▶ **AVAILABLE RECORDS**
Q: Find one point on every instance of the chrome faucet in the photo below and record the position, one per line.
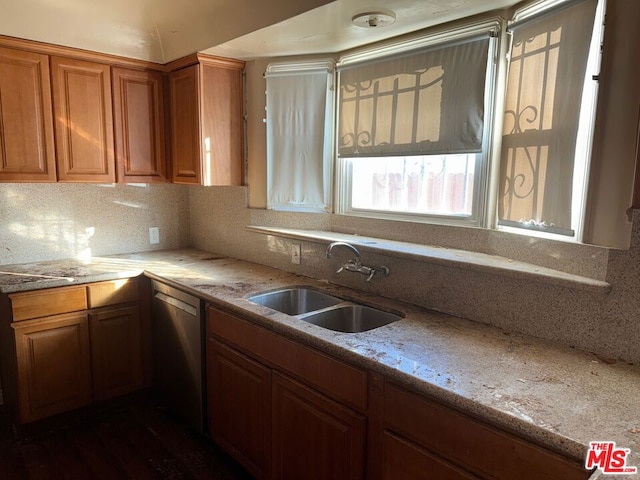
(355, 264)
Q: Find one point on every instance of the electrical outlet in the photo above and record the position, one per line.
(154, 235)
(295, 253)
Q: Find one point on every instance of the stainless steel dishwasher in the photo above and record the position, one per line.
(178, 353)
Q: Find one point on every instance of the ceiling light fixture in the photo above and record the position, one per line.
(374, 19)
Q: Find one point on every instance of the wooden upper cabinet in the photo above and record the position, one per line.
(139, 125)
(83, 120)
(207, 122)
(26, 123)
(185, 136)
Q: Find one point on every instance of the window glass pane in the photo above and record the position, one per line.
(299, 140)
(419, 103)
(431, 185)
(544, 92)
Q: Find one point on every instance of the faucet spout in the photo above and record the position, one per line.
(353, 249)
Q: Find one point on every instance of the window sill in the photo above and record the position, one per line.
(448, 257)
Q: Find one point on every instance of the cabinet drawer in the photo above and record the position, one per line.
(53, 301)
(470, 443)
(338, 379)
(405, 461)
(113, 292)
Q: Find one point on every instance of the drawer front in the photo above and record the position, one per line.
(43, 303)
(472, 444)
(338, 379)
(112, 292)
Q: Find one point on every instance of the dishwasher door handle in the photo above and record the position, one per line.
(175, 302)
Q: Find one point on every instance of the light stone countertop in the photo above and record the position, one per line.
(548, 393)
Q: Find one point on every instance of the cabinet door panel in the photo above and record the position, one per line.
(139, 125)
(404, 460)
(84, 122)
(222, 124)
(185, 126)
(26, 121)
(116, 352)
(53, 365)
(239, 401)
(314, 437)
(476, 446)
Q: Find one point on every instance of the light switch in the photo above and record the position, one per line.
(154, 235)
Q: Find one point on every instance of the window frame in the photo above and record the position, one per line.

▶ **WHAT THE TASK REQUIRES**
Reproduce the data above in full, exactly as it is, with the pictures left out.

▶ **SOLUTION**
Q: Find one point on every instance of the chrome faucet in the photo below and record the position, one per line.
(355, 264)
Q: Find one point on every instance of the electrical outlet in the photo above and record the position, one per line.
(154, 235)
(295, 253)
Q: Find one point on every instance of the stainless steel dishwasher in the photo above and record the position, one per line.
(178, 353)
Q: Find one point on every instance of the ceiling light fixture in the photo above and record the position, one per line.
(374, 19)
Q: Find one point on every instance of the wooden upper cabinet in the photo above and record the position, one per line.
(139, 125)
(83, 120)
(207, 122)
(26, 123)
(185, 136)
Q: Find one point on every instance of the window glass pane in the photo above and record the position, one per line.
(299, 140)
(419, 103)
(431, 185)
(544, 92)
Q: Find one point on every instance of the faucet spout in the photo above and record the position, one per line.
(353, 249)
Q: Find one point on every instance of the window sill in the photo above and record the position, one per line.
(448, 257)
Q: Find one point on every instance of the cabinet drawer in the photo above and record the position, one per line.
(53, 301)
(470, 443)
(338, 379)
(405, 461)
(113, 292)
Q: Find one point on every instance of the drawer front in the photo above and record the position, one per line.
(43, 303)
(472, 444)
(338, 379)
(112, 292)
Q: Find one point on every instance of the dishwasher door handle in the photo above and record the position, one per line.
(175, 302)
Q: Find one point on every instance of the light stone countertop in the photo above and record the position, one per line.
(548, 393)
Q: Find one point on every instance of the cabinet door panel in the photo above and record the position, one per line.
(139, 125)
(404, 460)
(84, 122)
(222, 124)
(185, 126)
(26, 121)
(116, 352)
(53, 365)
(239, 401)
(314, 437)
(476, 446)
Q: Find one point on every instance of the light switch in the photo above and record the position, one per line.
(154, 235)
Q: Find one point on every instance of the window frame in the photo above and record the position, one per line.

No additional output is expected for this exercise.